DATA FOR PROCESSING:
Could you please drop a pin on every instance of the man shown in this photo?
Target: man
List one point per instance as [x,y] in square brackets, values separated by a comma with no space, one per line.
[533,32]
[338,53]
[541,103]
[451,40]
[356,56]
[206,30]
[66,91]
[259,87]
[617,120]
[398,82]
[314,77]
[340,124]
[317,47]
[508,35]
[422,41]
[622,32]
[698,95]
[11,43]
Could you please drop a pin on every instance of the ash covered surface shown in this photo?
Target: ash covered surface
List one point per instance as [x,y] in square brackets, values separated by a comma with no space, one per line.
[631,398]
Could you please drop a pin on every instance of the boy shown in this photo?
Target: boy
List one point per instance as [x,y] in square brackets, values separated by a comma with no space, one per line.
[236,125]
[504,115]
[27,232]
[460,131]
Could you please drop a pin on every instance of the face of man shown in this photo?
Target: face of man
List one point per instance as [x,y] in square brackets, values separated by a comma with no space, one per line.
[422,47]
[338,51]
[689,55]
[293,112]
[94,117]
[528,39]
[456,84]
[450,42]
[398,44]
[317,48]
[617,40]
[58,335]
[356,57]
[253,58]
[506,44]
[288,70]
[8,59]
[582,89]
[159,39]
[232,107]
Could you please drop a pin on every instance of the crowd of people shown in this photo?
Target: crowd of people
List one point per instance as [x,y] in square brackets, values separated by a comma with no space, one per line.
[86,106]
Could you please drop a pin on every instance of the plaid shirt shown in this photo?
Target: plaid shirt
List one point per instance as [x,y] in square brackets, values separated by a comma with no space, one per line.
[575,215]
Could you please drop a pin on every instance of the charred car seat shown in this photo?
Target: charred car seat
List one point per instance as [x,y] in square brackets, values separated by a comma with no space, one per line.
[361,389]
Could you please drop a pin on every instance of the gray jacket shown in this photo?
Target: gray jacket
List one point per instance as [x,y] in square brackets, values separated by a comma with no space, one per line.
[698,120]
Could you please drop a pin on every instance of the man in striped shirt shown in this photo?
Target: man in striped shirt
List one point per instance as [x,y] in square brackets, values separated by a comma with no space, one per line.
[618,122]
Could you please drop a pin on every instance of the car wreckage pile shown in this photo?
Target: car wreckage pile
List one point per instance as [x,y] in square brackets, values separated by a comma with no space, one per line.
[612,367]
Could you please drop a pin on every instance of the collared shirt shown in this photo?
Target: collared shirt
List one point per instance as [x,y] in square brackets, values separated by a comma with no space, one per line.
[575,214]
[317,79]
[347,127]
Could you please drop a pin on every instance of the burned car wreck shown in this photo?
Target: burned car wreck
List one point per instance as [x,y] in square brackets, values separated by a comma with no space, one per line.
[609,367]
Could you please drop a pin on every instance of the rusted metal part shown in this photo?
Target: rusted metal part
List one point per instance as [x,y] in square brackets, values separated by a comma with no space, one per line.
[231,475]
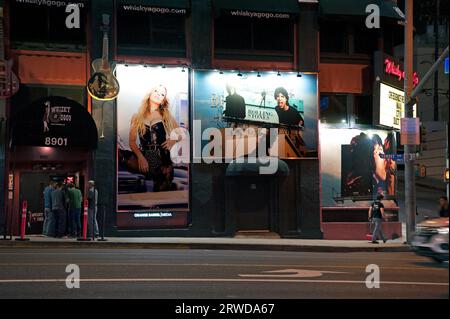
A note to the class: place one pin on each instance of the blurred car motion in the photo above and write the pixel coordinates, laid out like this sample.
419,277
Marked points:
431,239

==

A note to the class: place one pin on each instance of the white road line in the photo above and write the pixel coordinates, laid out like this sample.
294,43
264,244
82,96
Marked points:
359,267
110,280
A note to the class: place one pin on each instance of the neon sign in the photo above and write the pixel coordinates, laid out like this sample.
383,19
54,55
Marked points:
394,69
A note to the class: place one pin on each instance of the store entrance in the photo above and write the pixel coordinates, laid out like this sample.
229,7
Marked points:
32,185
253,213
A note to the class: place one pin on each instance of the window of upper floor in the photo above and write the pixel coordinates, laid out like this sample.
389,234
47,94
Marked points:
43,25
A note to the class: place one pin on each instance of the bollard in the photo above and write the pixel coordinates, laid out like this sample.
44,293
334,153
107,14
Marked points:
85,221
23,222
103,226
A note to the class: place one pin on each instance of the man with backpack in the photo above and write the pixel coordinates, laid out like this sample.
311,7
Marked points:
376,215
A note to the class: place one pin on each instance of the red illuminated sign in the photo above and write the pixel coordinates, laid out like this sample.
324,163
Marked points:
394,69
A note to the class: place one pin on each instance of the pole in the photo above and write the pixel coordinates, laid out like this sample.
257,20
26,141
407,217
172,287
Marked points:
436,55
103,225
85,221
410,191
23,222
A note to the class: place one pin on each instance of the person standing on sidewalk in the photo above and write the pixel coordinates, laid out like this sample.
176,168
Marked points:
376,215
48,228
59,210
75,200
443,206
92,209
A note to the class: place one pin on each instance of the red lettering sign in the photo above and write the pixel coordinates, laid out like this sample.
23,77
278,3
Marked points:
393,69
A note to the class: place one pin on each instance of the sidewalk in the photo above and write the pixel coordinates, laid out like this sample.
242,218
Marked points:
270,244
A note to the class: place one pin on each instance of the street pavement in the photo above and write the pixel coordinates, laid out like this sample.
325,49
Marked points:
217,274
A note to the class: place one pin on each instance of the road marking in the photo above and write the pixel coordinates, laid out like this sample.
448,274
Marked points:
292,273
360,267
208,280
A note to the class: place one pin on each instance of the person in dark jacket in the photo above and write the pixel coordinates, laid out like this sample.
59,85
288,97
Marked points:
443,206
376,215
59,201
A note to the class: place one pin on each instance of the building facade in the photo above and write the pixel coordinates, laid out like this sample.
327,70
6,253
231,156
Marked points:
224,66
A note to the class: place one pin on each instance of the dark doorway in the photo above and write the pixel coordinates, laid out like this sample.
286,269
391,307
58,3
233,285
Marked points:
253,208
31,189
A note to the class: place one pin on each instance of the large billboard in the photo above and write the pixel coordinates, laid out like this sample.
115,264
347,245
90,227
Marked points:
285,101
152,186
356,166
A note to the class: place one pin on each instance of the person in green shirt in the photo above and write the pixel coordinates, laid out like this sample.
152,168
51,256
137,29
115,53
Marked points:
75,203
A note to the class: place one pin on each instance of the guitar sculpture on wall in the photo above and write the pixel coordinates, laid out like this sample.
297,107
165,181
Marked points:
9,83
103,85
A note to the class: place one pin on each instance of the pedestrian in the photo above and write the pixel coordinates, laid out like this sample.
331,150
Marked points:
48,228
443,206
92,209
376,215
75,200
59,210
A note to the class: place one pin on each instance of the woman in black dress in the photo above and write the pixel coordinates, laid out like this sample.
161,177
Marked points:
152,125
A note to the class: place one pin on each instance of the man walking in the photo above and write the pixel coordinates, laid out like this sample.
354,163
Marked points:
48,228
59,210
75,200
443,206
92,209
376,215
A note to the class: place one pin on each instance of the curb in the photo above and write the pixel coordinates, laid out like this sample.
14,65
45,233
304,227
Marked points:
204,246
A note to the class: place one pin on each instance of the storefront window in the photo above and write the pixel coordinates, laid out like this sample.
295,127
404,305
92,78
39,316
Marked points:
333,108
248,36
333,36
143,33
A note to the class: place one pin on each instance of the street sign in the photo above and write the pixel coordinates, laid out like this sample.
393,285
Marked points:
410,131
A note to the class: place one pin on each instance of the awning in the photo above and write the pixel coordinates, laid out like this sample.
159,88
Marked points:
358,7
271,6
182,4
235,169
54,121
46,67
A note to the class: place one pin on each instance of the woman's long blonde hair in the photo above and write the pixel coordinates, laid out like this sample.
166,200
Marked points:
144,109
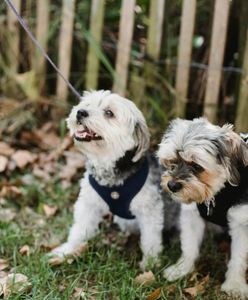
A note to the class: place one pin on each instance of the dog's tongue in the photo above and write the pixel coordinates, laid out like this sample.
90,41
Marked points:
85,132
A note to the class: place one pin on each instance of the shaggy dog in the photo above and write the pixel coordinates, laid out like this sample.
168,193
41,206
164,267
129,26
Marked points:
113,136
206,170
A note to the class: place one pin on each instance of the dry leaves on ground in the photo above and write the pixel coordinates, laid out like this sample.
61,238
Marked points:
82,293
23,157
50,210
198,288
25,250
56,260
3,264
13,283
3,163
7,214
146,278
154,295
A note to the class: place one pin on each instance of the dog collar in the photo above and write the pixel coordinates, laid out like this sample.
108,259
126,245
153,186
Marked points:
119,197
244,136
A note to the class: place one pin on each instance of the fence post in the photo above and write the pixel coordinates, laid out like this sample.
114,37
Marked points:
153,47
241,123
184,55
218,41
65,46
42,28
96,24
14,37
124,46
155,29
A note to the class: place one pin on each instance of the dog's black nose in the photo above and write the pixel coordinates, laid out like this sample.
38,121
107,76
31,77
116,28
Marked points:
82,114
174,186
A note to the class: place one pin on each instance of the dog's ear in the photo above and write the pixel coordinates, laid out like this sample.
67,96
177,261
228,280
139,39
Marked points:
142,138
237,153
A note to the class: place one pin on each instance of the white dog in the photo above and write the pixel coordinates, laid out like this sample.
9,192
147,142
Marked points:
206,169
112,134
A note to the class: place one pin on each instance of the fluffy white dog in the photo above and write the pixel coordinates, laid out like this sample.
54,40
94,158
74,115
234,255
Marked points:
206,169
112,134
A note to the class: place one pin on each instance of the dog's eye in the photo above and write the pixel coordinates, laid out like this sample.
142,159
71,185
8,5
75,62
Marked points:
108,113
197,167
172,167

...

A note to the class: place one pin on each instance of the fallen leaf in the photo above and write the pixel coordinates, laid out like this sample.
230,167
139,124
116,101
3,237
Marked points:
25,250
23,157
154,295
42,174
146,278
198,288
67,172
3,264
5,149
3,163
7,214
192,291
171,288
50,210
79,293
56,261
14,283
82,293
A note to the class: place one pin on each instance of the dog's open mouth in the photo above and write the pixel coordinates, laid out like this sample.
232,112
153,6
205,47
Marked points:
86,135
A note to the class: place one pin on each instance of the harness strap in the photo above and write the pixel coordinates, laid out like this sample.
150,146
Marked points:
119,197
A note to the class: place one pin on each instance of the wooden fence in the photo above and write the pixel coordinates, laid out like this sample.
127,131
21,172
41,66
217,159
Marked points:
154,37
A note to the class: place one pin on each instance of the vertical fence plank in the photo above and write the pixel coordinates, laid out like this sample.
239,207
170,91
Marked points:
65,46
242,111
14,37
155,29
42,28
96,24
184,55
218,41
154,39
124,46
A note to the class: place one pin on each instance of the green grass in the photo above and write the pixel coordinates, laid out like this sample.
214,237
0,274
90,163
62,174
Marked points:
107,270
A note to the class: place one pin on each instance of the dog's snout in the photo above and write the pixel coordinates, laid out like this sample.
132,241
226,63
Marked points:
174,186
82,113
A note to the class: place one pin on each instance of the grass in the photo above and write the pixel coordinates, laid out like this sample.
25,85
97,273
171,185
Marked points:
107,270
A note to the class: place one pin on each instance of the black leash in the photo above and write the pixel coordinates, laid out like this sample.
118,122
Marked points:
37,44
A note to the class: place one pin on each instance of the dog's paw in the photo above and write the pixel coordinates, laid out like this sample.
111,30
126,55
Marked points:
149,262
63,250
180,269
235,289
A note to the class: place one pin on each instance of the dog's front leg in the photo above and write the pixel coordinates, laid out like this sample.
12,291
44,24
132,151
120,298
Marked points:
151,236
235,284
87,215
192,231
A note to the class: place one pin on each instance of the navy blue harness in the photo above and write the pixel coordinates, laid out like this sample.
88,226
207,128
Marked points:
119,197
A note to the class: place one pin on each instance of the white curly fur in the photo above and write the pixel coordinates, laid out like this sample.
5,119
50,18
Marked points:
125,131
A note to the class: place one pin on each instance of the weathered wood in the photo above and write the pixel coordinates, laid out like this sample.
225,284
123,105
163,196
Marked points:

TASK OBJECTIVE: What is the number of lines in the records holding "surface"? Give the number alone.

SOLUTION TO THIS PROBLEM: 2